→ EXERCISE
Starting with the line that contains "for every instance of the dirt" and stopping after the line that contains "for every instance of the g logo", return each line below exactly as written, with no others.
━━━
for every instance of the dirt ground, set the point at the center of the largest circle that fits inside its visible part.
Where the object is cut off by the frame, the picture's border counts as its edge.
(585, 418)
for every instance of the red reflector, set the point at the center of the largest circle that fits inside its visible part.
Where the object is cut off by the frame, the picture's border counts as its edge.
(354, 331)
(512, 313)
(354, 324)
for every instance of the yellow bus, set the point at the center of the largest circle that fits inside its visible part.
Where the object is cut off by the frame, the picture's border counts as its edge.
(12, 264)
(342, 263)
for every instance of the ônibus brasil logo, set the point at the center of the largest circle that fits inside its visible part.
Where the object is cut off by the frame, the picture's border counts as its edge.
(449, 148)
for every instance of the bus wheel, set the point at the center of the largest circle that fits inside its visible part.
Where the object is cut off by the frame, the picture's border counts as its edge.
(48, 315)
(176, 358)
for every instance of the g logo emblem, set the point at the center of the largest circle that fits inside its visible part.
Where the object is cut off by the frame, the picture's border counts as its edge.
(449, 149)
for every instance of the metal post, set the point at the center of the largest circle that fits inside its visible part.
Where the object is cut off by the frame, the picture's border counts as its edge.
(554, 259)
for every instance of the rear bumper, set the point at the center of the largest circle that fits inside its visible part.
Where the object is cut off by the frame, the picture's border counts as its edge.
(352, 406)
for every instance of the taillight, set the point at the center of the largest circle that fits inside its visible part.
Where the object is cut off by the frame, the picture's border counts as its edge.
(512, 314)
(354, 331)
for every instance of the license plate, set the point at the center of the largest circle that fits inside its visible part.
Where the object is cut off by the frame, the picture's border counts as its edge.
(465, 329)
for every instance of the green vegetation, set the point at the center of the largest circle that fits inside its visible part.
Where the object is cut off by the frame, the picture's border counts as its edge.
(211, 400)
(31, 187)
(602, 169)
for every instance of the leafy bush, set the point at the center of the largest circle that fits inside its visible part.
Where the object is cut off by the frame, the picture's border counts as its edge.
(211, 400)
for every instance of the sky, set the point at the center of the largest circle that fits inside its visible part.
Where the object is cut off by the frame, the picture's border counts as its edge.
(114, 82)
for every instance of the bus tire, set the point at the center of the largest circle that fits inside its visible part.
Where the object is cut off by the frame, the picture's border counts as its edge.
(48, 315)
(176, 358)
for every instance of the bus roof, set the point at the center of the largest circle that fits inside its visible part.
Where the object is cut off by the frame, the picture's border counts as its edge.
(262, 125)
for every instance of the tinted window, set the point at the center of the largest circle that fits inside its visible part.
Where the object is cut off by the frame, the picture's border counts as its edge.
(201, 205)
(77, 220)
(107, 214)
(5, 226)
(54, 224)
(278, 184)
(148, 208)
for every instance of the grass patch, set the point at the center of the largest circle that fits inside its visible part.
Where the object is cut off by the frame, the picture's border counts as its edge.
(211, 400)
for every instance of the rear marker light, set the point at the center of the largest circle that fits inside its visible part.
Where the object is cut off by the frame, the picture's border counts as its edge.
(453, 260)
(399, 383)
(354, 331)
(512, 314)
━━━
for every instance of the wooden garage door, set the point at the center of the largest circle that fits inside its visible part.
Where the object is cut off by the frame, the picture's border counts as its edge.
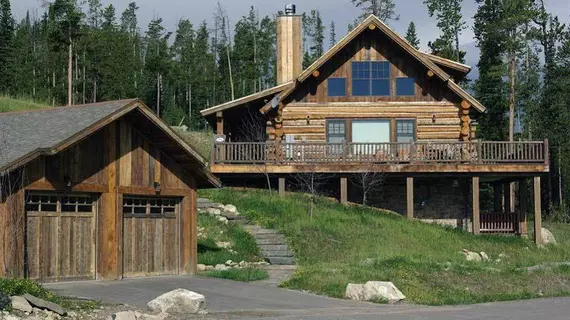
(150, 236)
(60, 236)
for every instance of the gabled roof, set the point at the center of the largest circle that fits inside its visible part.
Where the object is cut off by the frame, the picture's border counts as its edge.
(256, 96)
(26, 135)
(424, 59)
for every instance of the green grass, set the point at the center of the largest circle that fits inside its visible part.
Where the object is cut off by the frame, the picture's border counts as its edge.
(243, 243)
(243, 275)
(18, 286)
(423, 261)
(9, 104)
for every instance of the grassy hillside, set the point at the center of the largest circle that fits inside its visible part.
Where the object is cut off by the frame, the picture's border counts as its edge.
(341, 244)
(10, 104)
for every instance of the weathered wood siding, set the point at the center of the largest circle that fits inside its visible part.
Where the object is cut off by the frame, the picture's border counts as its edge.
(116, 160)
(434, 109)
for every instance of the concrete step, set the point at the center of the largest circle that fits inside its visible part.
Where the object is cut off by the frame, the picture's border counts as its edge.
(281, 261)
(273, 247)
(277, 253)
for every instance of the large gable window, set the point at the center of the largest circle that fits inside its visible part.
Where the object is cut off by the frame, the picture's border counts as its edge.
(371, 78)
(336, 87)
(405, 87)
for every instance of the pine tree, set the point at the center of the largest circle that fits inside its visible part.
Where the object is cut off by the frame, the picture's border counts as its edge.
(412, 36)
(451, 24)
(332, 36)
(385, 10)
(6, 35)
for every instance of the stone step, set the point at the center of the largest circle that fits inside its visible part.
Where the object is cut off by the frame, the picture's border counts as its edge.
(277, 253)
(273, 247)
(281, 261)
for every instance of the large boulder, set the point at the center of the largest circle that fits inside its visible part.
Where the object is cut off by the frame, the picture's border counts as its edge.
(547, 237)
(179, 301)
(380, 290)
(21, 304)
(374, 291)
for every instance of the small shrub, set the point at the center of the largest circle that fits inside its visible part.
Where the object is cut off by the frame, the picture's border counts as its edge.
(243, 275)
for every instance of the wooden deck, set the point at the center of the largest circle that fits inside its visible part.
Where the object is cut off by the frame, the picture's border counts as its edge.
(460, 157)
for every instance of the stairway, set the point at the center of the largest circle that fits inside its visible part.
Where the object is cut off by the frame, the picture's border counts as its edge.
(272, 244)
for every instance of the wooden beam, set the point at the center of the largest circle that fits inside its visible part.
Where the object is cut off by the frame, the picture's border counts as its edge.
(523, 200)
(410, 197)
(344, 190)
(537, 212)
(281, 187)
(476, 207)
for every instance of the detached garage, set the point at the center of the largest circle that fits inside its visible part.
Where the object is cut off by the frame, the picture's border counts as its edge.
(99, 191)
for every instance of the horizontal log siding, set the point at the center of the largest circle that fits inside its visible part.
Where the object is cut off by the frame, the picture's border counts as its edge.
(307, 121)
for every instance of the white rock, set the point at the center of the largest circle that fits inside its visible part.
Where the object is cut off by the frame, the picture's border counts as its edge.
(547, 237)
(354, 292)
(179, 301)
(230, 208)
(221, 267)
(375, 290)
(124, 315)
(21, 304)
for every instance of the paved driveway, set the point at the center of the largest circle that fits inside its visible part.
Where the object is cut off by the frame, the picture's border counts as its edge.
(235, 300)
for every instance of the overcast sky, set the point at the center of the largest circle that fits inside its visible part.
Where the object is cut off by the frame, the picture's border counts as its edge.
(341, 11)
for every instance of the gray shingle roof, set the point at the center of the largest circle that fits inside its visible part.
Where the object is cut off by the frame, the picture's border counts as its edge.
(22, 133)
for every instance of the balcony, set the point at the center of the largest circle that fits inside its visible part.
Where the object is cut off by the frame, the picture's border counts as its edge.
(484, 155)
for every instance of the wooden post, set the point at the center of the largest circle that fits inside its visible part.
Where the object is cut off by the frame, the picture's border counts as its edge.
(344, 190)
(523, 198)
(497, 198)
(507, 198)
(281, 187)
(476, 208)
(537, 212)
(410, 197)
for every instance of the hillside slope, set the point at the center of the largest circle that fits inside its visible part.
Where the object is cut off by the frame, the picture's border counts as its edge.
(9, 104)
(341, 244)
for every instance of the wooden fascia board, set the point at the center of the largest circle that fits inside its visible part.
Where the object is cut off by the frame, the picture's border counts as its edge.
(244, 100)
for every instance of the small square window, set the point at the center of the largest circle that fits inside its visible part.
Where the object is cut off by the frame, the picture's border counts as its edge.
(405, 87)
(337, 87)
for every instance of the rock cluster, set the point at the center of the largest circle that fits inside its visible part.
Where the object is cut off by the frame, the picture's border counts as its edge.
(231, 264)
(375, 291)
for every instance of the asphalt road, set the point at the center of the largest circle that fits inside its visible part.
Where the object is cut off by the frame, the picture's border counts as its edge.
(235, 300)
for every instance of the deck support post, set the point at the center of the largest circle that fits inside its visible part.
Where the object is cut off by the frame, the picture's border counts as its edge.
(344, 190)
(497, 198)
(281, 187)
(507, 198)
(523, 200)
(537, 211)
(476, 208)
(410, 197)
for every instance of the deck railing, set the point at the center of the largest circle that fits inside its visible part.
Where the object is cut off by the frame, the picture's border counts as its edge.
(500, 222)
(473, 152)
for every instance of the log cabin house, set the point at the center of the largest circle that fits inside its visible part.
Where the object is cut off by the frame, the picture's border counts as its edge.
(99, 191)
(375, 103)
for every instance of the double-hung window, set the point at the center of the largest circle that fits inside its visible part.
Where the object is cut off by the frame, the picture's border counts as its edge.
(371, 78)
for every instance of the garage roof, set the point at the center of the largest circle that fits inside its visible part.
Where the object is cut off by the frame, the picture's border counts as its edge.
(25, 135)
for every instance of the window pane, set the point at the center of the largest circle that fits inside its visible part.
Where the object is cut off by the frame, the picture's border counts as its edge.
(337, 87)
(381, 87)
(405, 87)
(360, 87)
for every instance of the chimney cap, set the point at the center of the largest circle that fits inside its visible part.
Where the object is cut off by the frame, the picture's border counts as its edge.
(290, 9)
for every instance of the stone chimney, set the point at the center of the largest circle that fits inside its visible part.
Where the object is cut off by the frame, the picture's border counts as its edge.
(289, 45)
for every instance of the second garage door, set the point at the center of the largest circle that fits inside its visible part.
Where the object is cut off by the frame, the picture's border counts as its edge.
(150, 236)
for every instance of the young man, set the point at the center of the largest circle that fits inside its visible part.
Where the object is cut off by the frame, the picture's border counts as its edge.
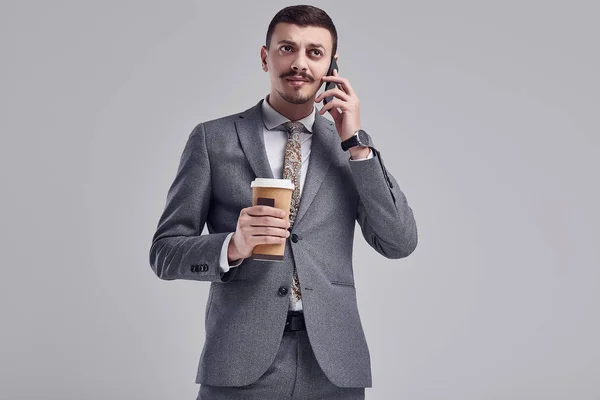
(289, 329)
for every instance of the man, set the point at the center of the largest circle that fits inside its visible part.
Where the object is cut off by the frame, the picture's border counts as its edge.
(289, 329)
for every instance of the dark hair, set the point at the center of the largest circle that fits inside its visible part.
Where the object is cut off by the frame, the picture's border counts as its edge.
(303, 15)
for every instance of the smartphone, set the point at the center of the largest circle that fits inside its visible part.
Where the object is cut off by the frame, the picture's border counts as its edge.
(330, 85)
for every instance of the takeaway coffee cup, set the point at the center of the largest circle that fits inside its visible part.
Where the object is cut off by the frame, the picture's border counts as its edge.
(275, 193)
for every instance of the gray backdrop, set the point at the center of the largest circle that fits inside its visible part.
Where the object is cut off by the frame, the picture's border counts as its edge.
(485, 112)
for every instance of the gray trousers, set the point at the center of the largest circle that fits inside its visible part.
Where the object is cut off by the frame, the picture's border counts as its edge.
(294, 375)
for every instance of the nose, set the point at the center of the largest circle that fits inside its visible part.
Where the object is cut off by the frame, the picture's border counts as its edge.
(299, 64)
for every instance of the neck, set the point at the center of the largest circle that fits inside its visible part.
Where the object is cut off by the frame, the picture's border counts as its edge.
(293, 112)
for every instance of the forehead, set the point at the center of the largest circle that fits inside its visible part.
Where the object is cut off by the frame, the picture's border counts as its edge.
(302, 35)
━━━
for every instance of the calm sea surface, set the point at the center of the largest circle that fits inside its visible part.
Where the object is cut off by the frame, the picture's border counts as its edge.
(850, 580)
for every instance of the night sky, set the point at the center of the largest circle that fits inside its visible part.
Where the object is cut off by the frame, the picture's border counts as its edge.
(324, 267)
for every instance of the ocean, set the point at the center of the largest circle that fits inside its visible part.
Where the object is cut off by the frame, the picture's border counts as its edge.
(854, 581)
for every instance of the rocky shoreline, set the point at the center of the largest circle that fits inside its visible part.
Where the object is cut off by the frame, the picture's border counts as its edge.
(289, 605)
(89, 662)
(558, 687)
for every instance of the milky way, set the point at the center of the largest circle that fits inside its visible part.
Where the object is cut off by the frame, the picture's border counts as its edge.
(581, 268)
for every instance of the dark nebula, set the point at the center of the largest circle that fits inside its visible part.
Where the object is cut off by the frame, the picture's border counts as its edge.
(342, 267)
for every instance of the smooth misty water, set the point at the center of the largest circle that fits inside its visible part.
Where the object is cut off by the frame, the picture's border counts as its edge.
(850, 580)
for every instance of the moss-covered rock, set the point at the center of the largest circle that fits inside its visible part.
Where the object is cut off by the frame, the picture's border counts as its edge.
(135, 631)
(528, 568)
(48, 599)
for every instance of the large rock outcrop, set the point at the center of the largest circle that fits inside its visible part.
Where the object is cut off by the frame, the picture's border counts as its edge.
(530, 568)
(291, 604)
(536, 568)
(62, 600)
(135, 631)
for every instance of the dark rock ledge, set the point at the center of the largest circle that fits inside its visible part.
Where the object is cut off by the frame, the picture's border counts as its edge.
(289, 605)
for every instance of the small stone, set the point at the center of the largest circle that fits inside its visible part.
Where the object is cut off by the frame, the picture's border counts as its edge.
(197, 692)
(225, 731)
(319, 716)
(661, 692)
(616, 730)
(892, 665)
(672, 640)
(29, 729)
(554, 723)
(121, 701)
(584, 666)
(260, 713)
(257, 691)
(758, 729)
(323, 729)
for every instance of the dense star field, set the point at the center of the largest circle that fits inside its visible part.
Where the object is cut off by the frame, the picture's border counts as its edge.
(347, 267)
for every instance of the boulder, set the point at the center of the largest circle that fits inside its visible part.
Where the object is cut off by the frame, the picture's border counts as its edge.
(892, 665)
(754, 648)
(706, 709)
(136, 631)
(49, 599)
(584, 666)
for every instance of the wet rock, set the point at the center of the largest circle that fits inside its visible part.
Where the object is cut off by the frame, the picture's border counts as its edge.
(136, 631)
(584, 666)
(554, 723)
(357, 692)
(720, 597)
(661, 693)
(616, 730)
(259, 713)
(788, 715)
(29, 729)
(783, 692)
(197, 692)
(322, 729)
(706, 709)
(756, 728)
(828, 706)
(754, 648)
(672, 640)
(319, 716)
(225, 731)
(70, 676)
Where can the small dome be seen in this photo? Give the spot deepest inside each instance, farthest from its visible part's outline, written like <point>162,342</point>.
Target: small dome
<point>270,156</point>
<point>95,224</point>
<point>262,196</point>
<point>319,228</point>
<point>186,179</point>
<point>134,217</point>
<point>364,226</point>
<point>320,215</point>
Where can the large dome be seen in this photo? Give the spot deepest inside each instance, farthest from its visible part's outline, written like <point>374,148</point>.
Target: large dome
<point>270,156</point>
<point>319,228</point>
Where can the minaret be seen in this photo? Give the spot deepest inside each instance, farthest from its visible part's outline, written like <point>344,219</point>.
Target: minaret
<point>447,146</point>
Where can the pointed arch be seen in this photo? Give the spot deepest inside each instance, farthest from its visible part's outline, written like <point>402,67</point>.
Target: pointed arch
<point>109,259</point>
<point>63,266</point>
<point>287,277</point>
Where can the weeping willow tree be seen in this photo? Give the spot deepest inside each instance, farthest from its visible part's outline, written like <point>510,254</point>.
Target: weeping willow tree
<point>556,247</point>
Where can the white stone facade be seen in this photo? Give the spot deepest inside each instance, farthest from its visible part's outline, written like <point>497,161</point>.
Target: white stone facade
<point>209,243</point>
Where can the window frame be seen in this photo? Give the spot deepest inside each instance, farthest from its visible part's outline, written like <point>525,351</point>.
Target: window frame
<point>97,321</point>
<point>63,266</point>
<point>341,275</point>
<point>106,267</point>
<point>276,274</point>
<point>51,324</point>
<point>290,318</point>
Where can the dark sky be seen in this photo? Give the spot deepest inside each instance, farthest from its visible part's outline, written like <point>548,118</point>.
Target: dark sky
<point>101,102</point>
━━━
→ PROBLEM SOLUTION
for every instance of the dirt ground, set the point at the center of the largest circle that fits inside its visible part.
Where the object is cut off by the frame, the picture's border counts as its edge.
(585, 418)
for every instance of the red reflector, set the point at the center of the largest circle that fits inside its visible part.
Where the object is cut off by the frame, the picture's border counts as its edge.
(354, 331)
(512, 313)
(354, 324)
for every instance of the yellow bus, set the point at the center of the largest circle that fits inside its visible part.
Where the object is cut off by the frame, the picture's border counts as its edge.
(12, 264)
(342, 263)
for every instance of the ônibus brasil logo, set the point at the center of the largest circle that fits inside its visible part.
Where the object is cut off by the frame, the picture's border counts as its edge.
(449, 148)
for every instance of the bus wheel, set the point at the center of the largest circle that fits inside its visible part.
Where the object is cut off by the frame, the picture's border counts as its edge.
(48, 315)
(176, 358)
for every instance of the g logo emblem, set the point at the center of the largest circle that fits inside its visible part.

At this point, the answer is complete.